* **WORK INSTRUCTIONS**: In the listing below, find each line with the string "slat" and return it.

* **SUPPLIED RECORDS**:

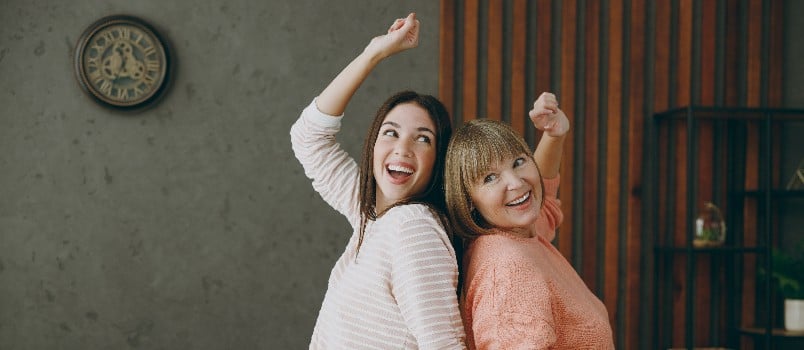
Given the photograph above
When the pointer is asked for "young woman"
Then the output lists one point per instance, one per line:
(519, 291)
(394, 287)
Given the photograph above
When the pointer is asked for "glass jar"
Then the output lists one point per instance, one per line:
(710, 229)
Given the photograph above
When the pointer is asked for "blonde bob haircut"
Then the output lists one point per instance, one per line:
(476, 147)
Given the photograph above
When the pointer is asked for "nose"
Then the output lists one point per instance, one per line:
(403, 148)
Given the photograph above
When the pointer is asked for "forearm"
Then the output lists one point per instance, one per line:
(339, 92)
(548, 155)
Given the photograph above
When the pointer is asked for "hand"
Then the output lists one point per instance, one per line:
(546, 115)
(402, 35)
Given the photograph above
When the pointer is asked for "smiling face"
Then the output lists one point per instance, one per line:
(509, 194)
(404, 154)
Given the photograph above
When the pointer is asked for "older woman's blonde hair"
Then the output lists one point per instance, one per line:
(474, 149)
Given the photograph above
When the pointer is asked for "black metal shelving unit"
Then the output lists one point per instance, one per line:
(730, 130)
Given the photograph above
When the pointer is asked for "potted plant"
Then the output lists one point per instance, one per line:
(788, 274)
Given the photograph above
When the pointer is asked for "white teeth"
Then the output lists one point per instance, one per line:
(400, 168)
(520, 200)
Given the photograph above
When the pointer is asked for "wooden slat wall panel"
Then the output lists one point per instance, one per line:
(591, 146)
(776, 48)
(613, 168)
(470, 47)
(518, 61)
(542, 56)
(495, 62)
(446, 56)
(633, 323)
(566, 93)
(613, 64)
(706, 82)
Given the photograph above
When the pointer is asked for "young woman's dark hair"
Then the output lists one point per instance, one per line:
(433, 195)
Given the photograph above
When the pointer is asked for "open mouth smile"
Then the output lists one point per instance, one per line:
(519, 200)
(399, 173)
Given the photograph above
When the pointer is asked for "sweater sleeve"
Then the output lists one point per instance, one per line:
(511, 308)
(333, 172)
(551, 216)
(424, 276)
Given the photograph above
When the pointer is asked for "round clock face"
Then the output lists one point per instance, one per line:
(122, 62)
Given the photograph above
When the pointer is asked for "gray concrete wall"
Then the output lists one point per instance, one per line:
(189, 225)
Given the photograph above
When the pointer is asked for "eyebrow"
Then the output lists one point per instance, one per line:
(420, 129)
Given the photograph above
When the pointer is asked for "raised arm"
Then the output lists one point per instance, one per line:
(402, 35)
(546, 116)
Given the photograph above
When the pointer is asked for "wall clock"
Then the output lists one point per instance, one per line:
(122, 62)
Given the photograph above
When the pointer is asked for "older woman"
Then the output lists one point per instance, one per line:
(519, 292)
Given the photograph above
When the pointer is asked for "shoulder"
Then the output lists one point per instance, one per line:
(503, 259)
(414, 222)
(407, 213)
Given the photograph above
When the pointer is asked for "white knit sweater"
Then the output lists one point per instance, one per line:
(399, 292)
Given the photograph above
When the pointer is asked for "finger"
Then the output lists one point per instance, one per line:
(398, 23)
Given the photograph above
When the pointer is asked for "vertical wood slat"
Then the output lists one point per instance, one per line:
(495, 61)
(518, 59)
(567, 94)
(683, 86)
(753, 57)
(661, 102)
(446, 55)
(731, 84)
(470, 47)
(636, 130)
(706, 79)
(776, 47)
(542, 56)
(613, 157)
(753, 99)
(590, 262)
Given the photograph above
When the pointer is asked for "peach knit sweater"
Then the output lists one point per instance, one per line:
(521, 293)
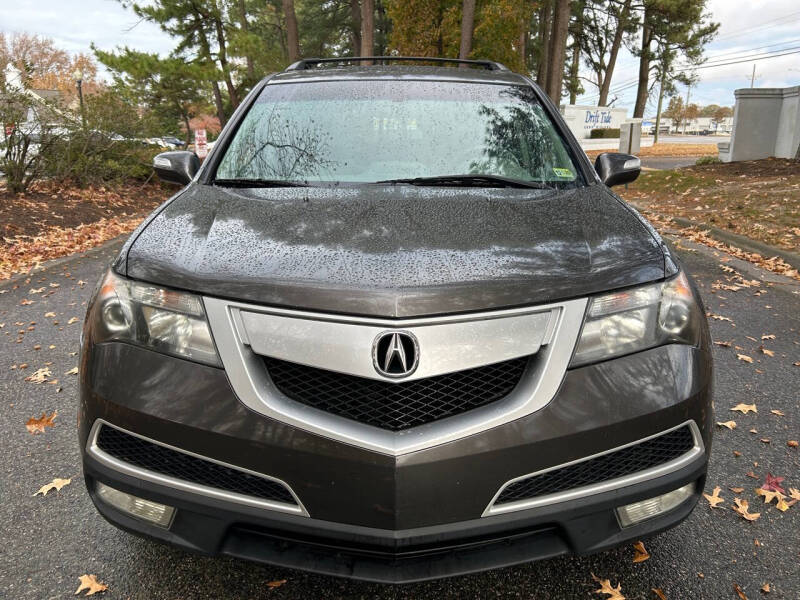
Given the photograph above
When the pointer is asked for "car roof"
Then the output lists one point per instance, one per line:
(399, 72)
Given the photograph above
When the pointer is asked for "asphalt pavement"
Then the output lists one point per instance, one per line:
(47, 542)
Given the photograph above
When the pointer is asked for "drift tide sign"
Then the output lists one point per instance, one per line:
(582, 119)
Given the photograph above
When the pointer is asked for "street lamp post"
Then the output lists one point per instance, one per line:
(78, 77)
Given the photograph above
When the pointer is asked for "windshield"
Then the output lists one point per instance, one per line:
(373, 131)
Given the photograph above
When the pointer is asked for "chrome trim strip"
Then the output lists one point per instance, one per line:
(128, 469)
(645, 475)
(539, 383)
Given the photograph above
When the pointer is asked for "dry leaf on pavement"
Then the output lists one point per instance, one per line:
(612, 593)
(641, 553)
(90, 583)
(35, 426)
(56, 484)
(741, 509)
(714, 499)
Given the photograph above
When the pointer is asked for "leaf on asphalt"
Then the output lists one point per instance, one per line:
(773, 483)
(641, 553)
(35, 425)
(90, 583)
(56, 484)
(714, 499)
(39, 376)
(612, 593)
(742, 509)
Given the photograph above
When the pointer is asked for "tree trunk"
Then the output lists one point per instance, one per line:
(251, 73)
(368, 29)
(467, 25)
(558, 50)
(545, 23)
(644, 70)
(612, 57)
(292, 36)
(355, 18)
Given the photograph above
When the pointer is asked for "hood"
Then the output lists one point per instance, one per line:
(394, 251)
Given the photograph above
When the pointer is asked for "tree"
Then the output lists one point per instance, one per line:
(292, 36)
(670, 29)
(467, 25)
(604, 23)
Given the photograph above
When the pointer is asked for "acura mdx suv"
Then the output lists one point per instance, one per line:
(395, 327)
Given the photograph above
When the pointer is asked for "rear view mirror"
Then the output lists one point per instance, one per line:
(178, 166)
(616, 169)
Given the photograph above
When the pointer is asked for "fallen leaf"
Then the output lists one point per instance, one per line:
(613, 593)
(35, 426)
(714, 499)
(56, 484)
(641, 554)
(39, 376)
(773, 483)
(741, 509)
(90, 583)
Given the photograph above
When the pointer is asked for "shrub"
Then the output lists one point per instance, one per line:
(597, 134)
(708, 160)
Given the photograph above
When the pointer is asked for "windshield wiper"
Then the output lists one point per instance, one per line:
(470, 181)
(257, 183)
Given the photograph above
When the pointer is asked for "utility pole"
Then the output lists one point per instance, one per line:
(660, 104)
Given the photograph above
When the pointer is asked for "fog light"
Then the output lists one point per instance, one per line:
(160, 514)
(631, 514)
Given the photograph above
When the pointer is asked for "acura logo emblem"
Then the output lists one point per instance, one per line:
(395, 353)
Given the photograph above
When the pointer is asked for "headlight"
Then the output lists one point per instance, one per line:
(164, 320)
(637, 319)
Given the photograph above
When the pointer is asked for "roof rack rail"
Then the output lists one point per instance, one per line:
(307, 63)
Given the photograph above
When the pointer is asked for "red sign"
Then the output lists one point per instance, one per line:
(200, 143)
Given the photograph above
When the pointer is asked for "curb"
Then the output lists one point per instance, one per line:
(740, 241)
(55, 262)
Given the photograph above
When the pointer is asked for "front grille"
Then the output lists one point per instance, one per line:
(396, 406)
(626, 461)
(166, 461)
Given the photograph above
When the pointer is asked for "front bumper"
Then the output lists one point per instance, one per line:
(396, 519)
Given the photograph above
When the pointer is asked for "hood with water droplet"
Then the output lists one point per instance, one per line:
(395, 251)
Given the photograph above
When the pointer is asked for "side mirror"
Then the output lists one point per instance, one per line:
(616, 169)
(178, 166)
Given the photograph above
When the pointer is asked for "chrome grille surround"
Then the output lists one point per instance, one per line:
(496, 507)
(93, 448)
(245, 333)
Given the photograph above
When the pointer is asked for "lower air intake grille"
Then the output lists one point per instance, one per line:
(641, 456)
(396, 406)
(166, 461)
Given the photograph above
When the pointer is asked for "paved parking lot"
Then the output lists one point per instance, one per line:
(48, 542)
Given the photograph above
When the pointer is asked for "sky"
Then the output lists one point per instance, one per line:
(748, 27)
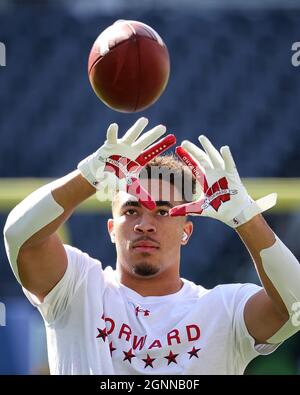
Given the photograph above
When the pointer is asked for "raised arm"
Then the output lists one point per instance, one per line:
(269, 314)
(35, 252)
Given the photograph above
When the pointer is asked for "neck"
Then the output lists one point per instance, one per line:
(158, 285)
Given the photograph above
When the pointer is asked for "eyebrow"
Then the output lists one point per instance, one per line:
(134, 203)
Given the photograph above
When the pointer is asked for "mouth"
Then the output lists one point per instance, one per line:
(145, 246)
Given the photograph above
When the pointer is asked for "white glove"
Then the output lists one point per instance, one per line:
(125, 157)
(224, 196)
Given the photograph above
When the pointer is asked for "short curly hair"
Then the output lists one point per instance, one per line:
(169, 168)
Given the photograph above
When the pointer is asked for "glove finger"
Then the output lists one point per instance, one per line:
(135, 189)
(192, 164)
(150, 137)
(133, 133)
(186, 209)
(198, 154)
(112, 133)
(156, 149)
(212, 152)
(228, 159)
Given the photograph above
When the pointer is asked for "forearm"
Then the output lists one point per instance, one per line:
(68, 191)
(41, 213)
(257, 236)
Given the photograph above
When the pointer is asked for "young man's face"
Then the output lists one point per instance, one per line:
(148, 241)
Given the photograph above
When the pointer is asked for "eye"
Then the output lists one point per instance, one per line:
(130, 212)
(163, 213)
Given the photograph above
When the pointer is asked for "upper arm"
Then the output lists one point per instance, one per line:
(262, 318)
(42, 266)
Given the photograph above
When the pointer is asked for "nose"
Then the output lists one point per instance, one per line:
(145, 225)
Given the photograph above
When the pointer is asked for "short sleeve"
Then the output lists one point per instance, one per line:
(58, 299)
(245, 343)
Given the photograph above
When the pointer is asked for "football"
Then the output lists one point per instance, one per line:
(129, 66)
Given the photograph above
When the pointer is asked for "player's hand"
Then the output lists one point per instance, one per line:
(125, 157)
(223, 197)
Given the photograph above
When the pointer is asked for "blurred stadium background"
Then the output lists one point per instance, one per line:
(231, 77)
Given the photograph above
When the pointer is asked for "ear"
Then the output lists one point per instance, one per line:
(187, 232)
(110, 228)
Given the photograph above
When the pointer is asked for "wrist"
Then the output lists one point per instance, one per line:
(253, 209)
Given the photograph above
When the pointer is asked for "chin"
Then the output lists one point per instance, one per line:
(145, 269)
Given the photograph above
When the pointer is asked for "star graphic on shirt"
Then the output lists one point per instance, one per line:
(148, 361)
(102, 333)
(128, 355)
(171, 357)
(139, 310)
(111, 348)
(194, 352)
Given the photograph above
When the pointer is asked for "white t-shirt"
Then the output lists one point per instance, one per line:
(95, 325)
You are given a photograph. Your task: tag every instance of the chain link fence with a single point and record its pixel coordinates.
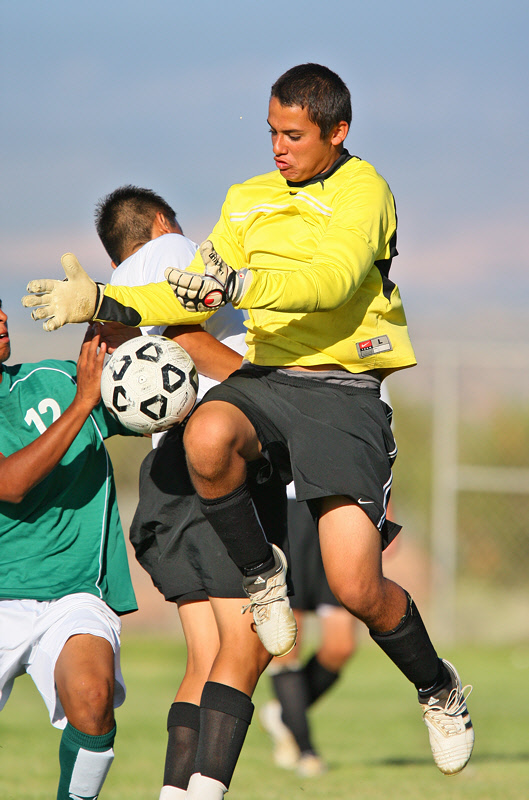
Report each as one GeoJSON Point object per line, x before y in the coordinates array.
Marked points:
{"type": "Point", "coordinates": [461, 483]}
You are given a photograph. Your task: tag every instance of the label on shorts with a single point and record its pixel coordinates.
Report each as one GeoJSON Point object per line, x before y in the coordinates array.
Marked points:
{"type": "Point", "coordinates": [370, 347]}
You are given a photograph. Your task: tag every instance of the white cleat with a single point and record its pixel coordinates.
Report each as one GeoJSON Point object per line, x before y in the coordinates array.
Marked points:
{"type": "Point", "coordinates": [286, 752]}
{"type": "Point", "coordinates": [274, 620]}
{"type": "Point", "coordinates": [311, 765]}
{"type": "Point", "coordinates": [449, 725]}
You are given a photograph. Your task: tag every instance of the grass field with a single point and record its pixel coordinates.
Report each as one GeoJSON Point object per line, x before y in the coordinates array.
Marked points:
{"type": "Point", "coordinates": [368, 728]}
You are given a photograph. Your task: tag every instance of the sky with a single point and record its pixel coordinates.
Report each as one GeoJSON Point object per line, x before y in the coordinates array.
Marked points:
{"type": "Point", "coordinates": [174, 97]}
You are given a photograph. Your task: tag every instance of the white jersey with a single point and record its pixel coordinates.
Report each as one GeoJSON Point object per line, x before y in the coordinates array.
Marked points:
{"type": "Point", "coordinates": [148, 265]}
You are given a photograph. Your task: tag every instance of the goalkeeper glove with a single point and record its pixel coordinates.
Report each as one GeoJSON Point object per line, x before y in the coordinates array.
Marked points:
{"type": "Point", "coordinates": [218, 285]}
{"type": "Point", "coordinates": [77, 298]}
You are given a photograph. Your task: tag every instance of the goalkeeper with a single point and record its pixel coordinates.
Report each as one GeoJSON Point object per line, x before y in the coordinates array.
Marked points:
{"type": "Point", "coordinates": [308, 250]}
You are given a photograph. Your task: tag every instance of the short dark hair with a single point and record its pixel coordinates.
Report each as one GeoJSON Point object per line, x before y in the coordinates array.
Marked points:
{"type": "Point", "coordinates": [318, 89]}
{"type": "Point", "coordinates": [124, 219]}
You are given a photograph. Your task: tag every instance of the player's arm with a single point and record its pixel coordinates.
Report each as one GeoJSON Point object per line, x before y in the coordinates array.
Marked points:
{"type": "Point", "coordinates": [361, 225]}
{"type": "Point", "coordinates": [212, 358]}
{"type": "Point", "coordinates": [80, 299]}
{"type": "Point", "coordinates": [21, 471]}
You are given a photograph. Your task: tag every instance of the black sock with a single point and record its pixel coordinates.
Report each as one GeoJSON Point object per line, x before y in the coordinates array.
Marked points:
{"type": "Point", "coordinates": [235, 521]}
{"type": "Point", "coordinates": [225, 715]}
{"type": "Point", "coordinates": [411, 650]}
{"type": "Point", "coordinates": [183, 725]}
{"type": "Point", "coordinates": [292, 691]}
{"type": "Point", "coordinates": [319, 678]}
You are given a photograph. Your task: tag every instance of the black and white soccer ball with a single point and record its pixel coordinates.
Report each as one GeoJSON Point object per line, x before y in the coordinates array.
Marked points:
{"type": "Point", "coordinates": [149, 383]}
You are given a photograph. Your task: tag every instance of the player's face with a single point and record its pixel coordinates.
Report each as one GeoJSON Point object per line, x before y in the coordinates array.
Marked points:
{"type": "Point", "coordinates": [5, 346]}
{"type": "Point", "coordinates": [299, 151]}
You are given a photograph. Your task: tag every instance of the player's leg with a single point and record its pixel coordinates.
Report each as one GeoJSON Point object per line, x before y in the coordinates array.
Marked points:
{"type": "Point", "coordinates": [297, 686]}
{"type": "Point", "coordinates": [183, 721]}
{"type": "Point", "coordinates": [219, 441]}
{"type": "Point", "coordinates": [226, 708]}
{"type": "Point", "coordinates": [351, 551]}
{"type": "Point", "coordinates": [84, 677]}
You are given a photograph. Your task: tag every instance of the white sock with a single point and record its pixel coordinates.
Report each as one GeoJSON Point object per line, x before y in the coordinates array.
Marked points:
{"type": "Point", "coordinates": [89, 772]}
{"type": "Point", "coordinates": [202, 788]}
{"type": "Point", "coordinates": [172, 793]}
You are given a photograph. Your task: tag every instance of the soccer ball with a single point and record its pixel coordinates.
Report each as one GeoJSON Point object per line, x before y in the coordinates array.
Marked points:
{"type": "Point", "coordinates": [149, 383]}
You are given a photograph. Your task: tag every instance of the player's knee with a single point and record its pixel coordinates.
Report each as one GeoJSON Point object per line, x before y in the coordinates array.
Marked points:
{"type": "Point", "coordinates": [359, 597]}
{"type": "Point", "coordinates": [207, 441]}
{"type": "Point", "coordinates": [90, 701]}
{"type": "Point", "coordinates": [337, 652]}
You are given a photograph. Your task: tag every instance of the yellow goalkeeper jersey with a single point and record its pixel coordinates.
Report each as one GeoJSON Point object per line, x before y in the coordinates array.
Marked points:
{"type": "Point", "coordinates": [320, 253]}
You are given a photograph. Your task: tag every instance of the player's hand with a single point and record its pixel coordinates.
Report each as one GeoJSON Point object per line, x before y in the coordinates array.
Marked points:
{"type": "Point", "coordinates": [75, 299]}
{"type": "Point", "coordinates": [218, 285]}
{"type": "Point", "coordinates": [89, 368]}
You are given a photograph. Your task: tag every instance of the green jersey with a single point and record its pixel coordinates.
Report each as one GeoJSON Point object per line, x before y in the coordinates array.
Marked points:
{"type": "Point", "coordinates": [66, 535]}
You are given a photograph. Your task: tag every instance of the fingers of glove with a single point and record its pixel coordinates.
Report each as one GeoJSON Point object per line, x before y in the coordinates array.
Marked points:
{"type": "Point", "coordinates": [41, 313]}
{"type": "Point", "coordinates": [72, 269]}
{"type": "Point", "coordinates": [214, 264]}
{"type": "Point", "coordinates": [39, 286]}
{"type": "Point", "coordinates": [52, 324]}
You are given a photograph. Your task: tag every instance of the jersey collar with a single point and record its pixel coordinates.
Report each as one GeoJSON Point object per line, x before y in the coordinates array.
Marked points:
{"type": "Point", "coordinates": [322, 176]}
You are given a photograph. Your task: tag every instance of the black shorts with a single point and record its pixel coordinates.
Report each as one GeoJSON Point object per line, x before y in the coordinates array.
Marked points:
{"type": "Point", "coordinates": [172, 539]}
{"type": "Point", "coordinates": [330, 439]}
{"type": "Point", "coordinates": [311, 589]}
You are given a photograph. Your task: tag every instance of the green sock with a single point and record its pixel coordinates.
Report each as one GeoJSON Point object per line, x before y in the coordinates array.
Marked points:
{"type": "Point", "coordinates": [85, 761]}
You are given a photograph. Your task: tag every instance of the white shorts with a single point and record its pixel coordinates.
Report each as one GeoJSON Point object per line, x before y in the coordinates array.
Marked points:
{"type": "Point", "coordinates": [33, 633]}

* **EXERCISE OUTPUT**:
When the pointer is asked for "wooden slat wall panel"
When the pointer is asked for "vertical wood slat"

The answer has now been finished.